EXERCISE DIRECTIONS: The response must consist of every record, restated word for word.

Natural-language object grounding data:

◇ ◇ ◇ ◇ ◇

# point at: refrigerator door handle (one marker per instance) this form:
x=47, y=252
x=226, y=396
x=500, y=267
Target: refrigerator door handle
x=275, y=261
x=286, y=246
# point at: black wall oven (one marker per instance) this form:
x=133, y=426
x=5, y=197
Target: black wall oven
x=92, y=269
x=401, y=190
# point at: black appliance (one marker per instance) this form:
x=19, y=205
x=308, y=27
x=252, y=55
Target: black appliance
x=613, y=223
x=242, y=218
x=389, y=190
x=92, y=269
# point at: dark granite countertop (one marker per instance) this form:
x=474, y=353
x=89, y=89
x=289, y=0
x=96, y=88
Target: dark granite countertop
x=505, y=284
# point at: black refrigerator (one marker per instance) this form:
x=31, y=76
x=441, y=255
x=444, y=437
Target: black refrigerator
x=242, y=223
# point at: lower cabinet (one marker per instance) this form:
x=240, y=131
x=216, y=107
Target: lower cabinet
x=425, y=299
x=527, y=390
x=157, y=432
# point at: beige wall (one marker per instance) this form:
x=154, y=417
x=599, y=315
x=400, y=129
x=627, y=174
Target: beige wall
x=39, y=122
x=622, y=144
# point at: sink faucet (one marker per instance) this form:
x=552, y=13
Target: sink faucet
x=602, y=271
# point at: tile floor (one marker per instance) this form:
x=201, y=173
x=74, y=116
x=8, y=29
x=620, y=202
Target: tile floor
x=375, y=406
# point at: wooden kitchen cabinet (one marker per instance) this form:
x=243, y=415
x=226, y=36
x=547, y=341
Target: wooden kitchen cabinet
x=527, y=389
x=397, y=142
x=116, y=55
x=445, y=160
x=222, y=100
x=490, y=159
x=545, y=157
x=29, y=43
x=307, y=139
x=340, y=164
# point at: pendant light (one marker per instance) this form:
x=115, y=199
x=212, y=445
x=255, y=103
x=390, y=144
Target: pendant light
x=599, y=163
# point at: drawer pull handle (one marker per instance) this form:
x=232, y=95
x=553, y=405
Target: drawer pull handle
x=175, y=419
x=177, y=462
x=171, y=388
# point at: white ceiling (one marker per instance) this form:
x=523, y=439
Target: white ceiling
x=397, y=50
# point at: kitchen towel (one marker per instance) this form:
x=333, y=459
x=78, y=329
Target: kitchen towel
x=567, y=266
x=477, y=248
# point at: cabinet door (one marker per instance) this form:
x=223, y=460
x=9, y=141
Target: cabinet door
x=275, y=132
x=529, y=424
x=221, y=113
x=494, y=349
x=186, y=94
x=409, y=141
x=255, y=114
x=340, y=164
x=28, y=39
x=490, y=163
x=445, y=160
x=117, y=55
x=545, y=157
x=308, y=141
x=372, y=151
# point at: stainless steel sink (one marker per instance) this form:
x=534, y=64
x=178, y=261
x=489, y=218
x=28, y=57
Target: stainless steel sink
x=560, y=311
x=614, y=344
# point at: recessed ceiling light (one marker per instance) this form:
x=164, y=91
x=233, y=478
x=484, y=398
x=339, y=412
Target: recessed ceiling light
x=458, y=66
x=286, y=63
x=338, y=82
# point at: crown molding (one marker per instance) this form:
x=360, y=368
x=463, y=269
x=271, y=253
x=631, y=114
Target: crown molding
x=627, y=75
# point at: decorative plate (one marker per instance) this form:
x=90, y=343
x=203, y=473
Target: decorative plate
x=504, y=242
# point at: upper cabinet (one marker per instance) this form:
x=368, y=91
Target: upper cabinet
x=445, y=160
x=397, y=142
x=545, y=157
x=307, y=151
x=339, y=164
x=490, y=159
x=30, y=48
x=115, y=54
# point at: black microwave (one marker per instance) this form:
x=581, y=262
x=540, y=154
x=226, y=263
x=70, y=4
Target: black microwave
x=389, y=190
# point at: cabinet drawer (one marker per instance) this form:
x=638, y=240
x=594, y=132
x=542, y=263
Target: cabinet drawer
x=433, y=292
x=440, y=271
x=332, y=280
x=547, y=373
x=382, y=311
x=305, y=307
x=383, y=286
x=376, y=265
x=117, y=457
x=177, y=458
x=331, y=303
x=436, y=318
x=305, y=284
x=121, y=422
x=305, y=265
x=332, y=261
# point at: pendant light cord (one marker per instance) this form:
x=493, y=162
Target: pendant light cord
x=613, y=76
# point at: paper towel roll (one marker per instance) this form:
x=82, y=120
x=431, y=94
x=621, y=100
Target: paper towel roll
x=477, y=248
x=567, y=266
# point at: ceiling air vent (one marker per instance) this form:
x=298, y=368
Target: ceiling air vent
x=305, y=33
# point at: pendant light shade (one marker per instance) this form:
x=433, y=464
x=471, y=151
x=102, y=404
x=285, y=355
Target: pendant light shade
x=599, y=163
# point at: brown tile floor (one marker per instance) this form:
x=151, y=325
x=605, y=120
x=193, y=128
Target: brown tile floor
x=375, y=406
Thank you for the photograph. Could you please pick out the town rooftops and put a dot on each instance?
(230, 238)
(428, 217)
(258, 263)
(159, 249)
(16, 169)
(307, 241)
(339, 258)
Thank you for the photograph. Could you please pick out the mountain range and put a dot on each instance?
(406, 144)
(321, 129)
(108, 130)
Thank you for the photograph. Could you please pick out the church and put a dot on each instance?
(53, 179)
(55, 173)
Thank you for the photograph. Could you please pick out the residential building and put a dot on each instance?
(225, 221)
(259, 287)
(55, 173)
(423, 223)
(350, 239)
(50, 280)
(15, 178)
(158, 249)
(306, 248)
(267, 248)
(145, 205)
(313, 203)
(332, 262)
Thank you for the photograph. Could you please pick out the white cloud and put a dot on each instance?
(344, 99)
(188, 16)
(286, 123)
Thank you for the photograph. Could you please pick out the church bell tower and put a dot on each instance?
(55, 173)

◇ ◇ ◇ ◇ ◇

SOLUTION TO THIS PROBLEM:
# point at: refrigerator door handle (one marker per instance) this form:
x=47, y=252
x=226, y=396
x=500, y=267
Target: refrigerator door handle
x=275, y=261
x=286, y=246
# point at: black wall oven (one marker per instance) this form:
x=133, y=426
x=5, y=197
Target: black wall oven
x=92, y=269
x=401, y=190
# point at: black appliance (one marker per instance) this form:
x=19, y=205
x=308, y=27
x=252, y=55
Target: black appliance
x=613, y=223
x=242, y=218
x=389, y=190
x=92, y=269
# point at: dark granite countertop (one marker per instance) this form:
x=474, y=353
x=89, y=89
x=289, y=0
x=96, y=88
Target: dark granite countertop
x=505, y=284
# point at: black refrigerator (one marker per instance) this form:
x=31, y=76
x=441, y=255
x=444, y=437
Target: black refrigerator
x=242, y=223
# point at: lower cabinet (one marker per instance) this form:
x=240, y=131
x=216, y=107
Target: lower cabinet
x=425, y=299
x=527, y=390
x=157, y=432
# point at: beige wall (one marker per instance) this form:
x=154, y=417
x=599, y=315
x=400, y=129
x=627, y=174
Target: beige wall
x=39, y=122
x=622, y=144
# point at: sink faucet (one marker per instance) this form:
x=552, y=13
Target: sink faucet
x=602, y=271
# point at: tile floor (one marker per instance) this form:
x=201, y=173
x=74, y=116
x=8, y=29
x=620, y=202
Target: tile floor
x=375, y=406
# point at: wooden kitchen cabinet (one marker per instance) this form:
x=243, y=415
x=226, y=36
x=547, y=341
Target: wooden kitchen cabinet
x=527, y=389
x=397, y=142
x=116, y=55
x=445, y=160
x=222, y=100
x=490, y=159
x=545, y=157
x=29, y=43
x=307, y=139
x=340, y=164
# point at: pendant light (one marker per instance) this form:
x=115, y=199
x=212, y=445
x=255, y=103
x=390, y=144
Target: pendant light
x=599, y=163
# point at: drawer pull handle (one marker per instance) this form:
x=232, y=95
x=553, y=405
Target: drawer pull handle
x=175, y=419
x=177, y=462
x=171, y=388
# point at: white ceiling (one marker per instance) this form:
x=523, y=439
Target: white ceiling
x=397, y=50
# point at: kitchen towel (one marker per instance) this form:
x=333, y=459
x=78, y=329
Target: kitchen towel
x=567, y=266
x=477, y=248
# point at: cabinet door (one marker per instance) this form:
x=223, y=460
x=9, y=141
Target: cabinet door
x=275, y=132
x=529, y=424
x=221, y=113
x=494, y=349
x=186, y=94
x=409, y=141
x=255, y=114
x=340, y=164
x=28, y=39
x=490, y=163
x=445, y=160
x=117, y=55
x=545, y=157
x=308, y=141
x=372, y=151
# point at: stainless steel sink (one marker per instance) this form:
x=534, y=64
x=178, y=261
x=489, y=218
x=28, y=57
Target: stainless steel sink
x=560, y=311
x=614, y=344
# point at: recessed ceiling light (one marker per instance) this form:
x=164, y=91
x=233, y=478
x=484, y=398
x=339, y=412
Target: recessed ceiling light
x=458, y=66
x=286, y=63
x=338, y=82
# point at: crown molding (one marker per instance) this form:
x=360, y=368
x=463, y=269
x=271, y=253
x=631, y=114
Target: crown molding
x=627, y=75
# point at: decorative plate (one marker per instance) this form:
x=90, y=343
x=203, y=473
Target: decorative plate
x=504, y=242
# point at: upper cabinet (one marker per instance) this form:
x=368, y=91
Target: upper cabinet
x=445, y=160
x=397, y=142
x=545, y=157
x=307, y=151
x=339, y=164
x=490, y=159
x=30, y=48
x=115, y=54
# point at: black microwave (one marker per instance) this form:
x=581, y=262
x=540, y=154
x=226, y=263
x=70, y=4
Target: black microwave
x=389, y=190
# point at: cabinet drawer (one marker per instance) this form:
x=638, y=240
x=594, y=132
x=542, y=263
Target: cabinet drawer
x=433, y=292
x=440, y=271
x=332, y=280
x=547, y=373
x=382, y=311
x=305, y=307
x=383, y=286
x=376, y=265
x=117, y=457
x=177, y=458
x=331, y=303
x=436, y=318
x=305, y=284
x=121, y=422
x=305, y=265
x=332, y=261
# point at: pendant light cord (one marker per instance) this form:
x=493, y=162
Target: pendant light cord
x=613, y=76
# point at: paper towel roll (one marker per instance) this form:
x=82, y=120
x=431, y=94
x=621, y=100
Target: paper towel roll
x=477, y=248
x=567, y=266
# point at: ceiling air vent (one marker per instance) this form:
x=298, y=368
Target: ceiling air vent
x=305, y=33
# point at: pendant light shade (one marker per instance) this form:
x=433, y=464
x=471, y=151
x=102, y=404
x=285, y=355
Target: pendant light shade
x=599, y=163
# point at: brown tile floor (one marker per instance) this form:
x=151, y=325
x=605, y=120
x=193, y=128
Target: brown tile floor
x=375, y=406
Thank you for the photograph. Could you please pick out the town rooftops and put a dot on each instance?
(230, 238)
(428, 217)
(258, 263)
(159, 249)
(16, 169)
(307, 241)
(339, 258)
Thank you for the photograph. Could you please pick out the mountain range and put a dot on each instance?
(406, 144)
(321, 129)
(108, 130)
Thank you for the photograph. Could you please pick out the church and put a dot on each instance?
(53, 179)
(55, 173)
Thank you for the photograph. Could you please pick out the residential building and put a dot on each instance?
(225, 221)
(259, 287)
(55, 173)
(423, 223)
(350, 239)
(50, 280)
(15, 178)
(158, 249)
(306, 248)
(267, 248)
(145, 205)
(313, 203)
(332, 262)
Thank you for the photograph. Could you please pick out the white cloud and put a dot on each instance?
(344, 99)
(188, 16)
(286, 123)
Thank you for the photograph. Could you please pick out the church bell tower and put a dot on each instance?
(55, 173)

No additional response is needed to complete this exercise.